- Written exercise -
Reproduce the data below word for word, beginning with the line that contains "like [331, 137]." and continuing through the last line of the data, with both of those lines included.

++++

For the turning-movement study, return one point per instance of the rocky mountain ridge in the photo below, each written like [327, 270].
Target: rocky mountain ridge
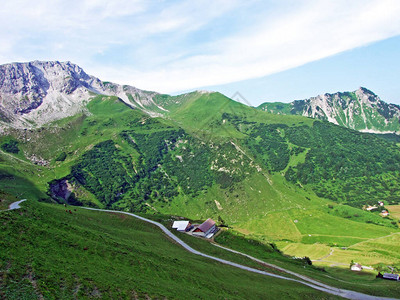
[361, 110]
[35, 93]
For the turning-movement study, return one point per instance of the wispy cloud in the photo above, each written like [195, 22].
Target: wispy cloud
[178, 45]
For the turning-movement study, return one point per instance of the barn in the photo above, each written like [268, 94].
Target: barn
[206, 229]
[181, 225]
[390, 276]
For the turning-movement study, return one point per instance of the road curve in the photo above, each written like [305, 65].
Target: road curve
[14, 205]
[311, 283]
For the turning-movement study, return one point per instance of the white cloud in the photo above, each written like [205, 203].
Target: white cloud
[169, 46]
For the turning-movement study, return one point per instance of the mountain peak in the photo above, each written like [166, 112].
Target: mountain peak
[37, 92]
[361, 110]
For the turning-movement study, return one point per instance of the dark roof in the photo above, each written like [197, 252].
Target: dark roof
[206, 225]
[391, 276]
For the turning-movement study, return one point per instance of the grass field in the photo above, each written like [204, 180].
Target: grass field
[339, 276]
[394, 211]
[47, 252]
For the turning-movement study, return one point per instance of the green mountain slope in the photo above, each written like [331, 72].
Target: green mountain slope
[50, 253]
[361, 110]
[272, 177]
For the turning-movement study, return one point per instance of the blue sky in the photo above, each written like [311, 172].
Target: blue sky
[267, 50]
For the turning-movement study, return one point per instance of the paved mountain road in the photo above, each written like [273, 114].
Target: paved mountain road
[307, 281]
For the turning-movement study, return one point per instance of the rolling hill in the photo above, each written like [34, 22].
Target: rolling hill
[360, 110]
[286, 179]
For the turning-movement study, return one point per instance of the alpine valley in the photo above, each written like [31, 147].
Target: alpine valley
[283, 183]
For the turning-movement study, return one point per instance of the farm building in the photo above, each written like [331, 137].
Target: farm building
[390, 276]
[356, 267]
[385, 213]
[181, 225]
[207, 229]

++++

- Solved exercise -
For the turning-movement study, return one point per instance of the farm building in the photo above, each written like [331, 137].
Target: farm building
[390, 276]
[356, 267]
[385, 213]
[181, 225]
[207, 229]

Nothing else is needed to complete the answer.